=== 本文 ===
さよなら「エリーゼ」、こんにちは「タイプ131」 新時代へと歩み出したロータスのこれから
2021.02.15 デイリーコラム四半世紀の歴史に幕が下りる
「ロータス・エリーゼ」を初めて走らせたときの驚きは、忘れられない。1997年だったか1998年だったか、あるいは1999年だったか。そのタイミングについては恥ずかしながら全く覚えていないのだけど、最初にステアリングをひと切りした瞬間のめくるめくヒラリ感、それに続く「どうにでもできるんじゃないか?」という自在感は、鮮烈に覚えている。パワーのみには決して依存せずにできている、操る楽しさ。それはまさしく昔ながらのロータス。一瞬にして心を奪われたものだった。
そのエリーゼが、いよいよ生産終了になる。あわせてエリーゼから発展したハードコア版の「エキシージ」も、エリーゼの基本構造を踏襲しながら“スーパースポーツカー・イーター”としての性格とGTカーとしての性格の両方が与えられた「エヴォーラ」も、すべてがこの2021年に生産が終わるという。
=== 提供情報 ===
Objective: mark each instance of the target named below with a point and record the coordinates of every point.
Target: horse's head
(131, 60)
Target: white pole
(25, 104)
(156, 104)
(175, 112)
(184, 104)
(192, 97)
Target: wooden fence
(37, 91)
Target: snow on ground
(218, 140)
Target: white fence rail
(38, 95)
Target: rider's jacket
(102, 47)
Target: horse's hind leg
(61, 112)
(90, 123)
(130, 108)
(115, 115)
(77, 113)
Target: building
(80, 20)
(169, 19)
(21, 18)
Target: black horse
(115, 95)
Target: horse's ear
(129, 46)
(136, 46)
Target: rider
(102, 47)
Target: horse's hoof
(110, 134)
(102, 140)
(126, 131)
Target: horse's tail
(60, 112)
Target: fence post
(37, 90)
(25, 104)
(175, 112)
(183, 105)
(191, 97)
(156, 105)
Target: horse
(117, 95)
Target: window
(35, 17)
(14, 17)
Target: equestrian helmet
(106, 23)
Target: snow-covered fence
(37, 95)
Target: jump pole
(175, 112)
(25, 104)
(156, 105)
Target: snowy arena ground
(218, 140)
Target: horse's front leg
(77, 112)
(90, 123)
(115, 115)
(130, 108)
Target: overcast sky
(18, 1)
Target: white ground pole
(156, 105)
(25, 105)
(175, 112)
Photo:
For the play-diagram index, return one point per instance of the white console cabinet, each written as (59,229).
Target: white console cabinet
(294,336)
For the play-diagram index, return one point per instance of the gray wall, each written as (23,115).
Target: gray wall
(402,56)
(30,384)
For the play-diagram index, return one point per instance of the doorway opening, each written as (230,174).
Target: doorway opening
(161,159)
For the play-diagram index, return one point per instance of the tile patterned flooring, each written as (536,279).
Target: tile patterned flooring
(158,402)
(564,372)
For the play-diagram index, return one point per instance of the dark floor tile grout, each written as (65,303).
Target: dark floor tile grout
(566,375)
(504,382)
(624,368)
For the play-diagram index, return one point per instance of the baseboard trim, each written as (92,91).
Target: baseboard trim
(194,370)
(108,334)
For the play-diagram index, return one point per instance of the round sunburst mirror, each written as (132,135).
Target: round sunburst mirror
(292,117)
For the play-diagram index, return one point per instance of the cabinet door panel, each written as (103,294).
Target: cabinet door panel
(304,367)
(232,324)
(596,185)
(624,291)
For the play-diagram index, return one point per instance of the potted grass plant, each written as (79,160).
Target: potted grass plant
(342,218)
===
指示: 本文のうち、「さよなら「エリーゼ」、こんに」から「して心を奪われたものだった。」までの部分を一字一句そのまま書き写してください。

期待される出力:
さよなら「エリーゼ」、こんにちは「タイプ131」 新時代へと歩み出したロータスのこれから
2021.02.15 デイリーコラム四半世紀の歴史に幕が下りる
「ロータス・エリーゼ」を初めて走らせたときの驚きは、忘れられない。1997年だったか1998年だったか、あるいは1999年だったか。そのタイミングについては恥ずかしながら全く覚えていないのだけど、最初にステアリングをひと切りした瞬間のめくるめくヒラリ感、それに続く「どうにでもできるんじゃないか?」という自在感は、鮮烈に覚えている。パワーのみには決して依存せずにできている、操る楽しさ。それはまさしく昔ながらのロータス。一瞬にして心を奪われたものだった。